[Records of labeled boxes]
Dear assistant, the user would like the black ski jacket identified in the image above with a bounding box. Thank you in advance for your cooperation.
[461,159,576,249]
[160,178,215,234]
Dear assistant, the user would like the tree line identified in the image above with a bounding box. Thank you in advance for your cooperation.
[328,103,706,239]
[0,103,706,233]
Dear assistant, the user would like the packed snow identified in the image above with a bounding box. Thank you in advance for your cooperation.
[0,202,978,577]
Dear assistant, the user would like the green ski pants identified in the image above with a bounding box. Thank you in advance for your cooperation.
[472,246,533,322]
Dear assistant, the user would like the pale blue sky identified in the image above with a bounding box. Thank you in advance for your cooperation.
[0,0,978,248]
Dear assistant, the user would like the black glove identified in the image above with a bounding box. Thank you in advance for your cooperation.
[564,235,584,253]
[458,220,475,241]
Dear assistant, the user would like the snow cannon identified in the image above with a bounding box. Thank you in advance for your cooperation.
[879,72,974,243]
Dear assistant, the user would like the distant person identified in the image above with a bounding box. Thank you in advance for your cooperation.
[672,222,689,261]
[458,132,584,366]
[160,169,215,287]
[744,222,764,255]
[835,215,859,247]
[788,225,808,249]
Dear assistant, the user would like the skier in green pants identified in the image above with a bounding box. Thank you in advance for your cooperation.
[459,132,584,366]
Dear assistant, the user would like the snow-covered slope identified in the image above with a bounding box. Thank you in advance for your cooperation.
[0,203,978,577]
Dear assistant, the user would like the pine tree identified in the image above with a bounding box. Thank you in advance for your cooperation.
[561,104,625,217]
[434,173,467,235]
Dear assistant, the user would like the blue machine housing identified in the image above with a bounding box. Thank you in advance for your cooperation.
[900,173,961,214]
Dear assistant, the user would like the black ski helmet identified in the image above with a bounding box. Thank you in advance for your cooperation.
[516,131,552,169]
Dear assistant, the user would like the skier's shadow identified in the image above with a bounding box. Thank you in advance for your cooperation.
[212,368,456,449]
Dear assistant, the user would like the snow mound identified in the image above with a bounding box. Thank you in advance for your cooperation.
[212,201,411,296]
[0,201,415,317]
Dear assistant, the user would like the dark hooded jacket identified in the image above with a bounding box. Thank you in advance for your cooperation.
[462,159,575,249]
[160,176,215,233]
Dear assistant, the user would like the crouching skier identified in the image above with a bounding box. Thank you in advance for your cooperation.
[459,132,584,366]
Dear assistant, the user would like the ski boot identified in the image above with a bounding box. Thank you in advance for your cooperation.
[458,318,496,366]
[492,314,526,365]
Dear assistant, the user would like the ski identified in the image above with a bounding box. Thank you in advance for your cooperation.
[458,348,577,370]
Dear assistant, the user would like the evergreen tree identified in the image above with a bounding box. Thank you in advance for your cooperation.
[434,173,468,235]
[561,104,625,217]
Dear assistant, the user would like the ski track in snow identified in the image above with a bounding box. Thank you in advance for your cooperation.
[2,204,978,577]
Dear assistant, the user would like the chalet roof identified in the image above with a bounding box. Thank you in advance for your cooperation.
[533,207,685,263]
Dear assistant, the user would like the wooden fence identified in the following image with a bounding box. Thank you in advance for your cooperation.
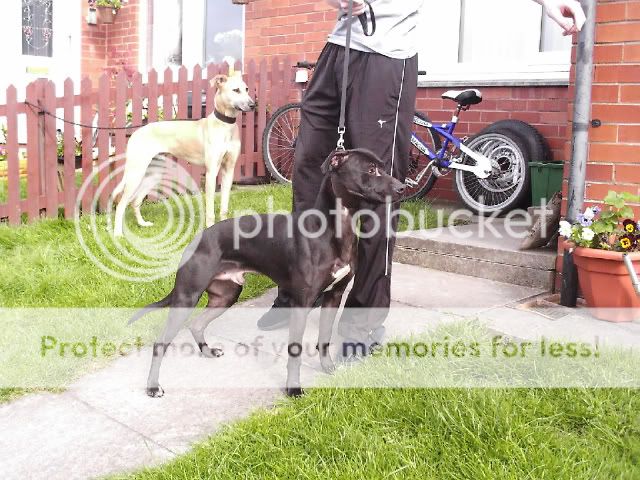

(Problem):
Reproduce the stretch of lines from the start of the records through the line containing "[434,173,467,235]", substituting "snow gun" for "snow cannon" and leaving everything else unchanged.

(Response):
Dear assistant, the user would like the black ski jacket identified in the image above with a bounding box. Thank you in advance for your cooperation.
[461,159,576,249]
[160,178,215,234]
Dear assistant, the user would like the tree line identified in the image above with a bounding box. Thank you in advance for your cooperation.
[328,103,706,239]
[0,103,706,233]
Dear assistant, the user would like the packed snow identified in the image above with a bounding box. Thank you in advance for your cooperation.
[0,202,978,577]
Dear assistant, the user would like the green ski pants identified in the image above with a bounding box. Thank you in advance for your cooperation.
[472,246,533,322]
Dear assistant, the user would like the pale blue sky identified in the image above with a bounding box. Thank you in advance for your cooperation.
[0,0,978,248]
Dear assistant, the user would like the black glove identified in the image above with a bounding box. Thank you in advance for your cooperation.
[564,235,584,253]
[458,220,475,241]
Dear assistant, the user would like the snow gun identified in the image above with a bounding box. Thank you in advance for your cooperation.
[879,72,974,243]
Dear assistant, the user would like the distant person identified in the image above with a bounding box. Thank you in advance for your cooperation.
[672,222,689,261]
[458,132,584,366]
[160,169,215,287]
[744,222,764,255]
[835,215,859,247]
[788,225,808,249]
Dear assistant, the user would like the skier in green pants identified in the image above with a bounding box. Thank you in advance for your cooperation.
[459,132,584,366]
Dear assistant, the user would like the snow-covered slope identified in the image above with a bounding box. Thank you in advance for your cooperation.
[0,203,978,577]
Dear assistant, the user would like the pine tree identified in the image above with a bounding box. Thank you in advance for your cooperation.
[561,104,625,217]
[434,173,467,235]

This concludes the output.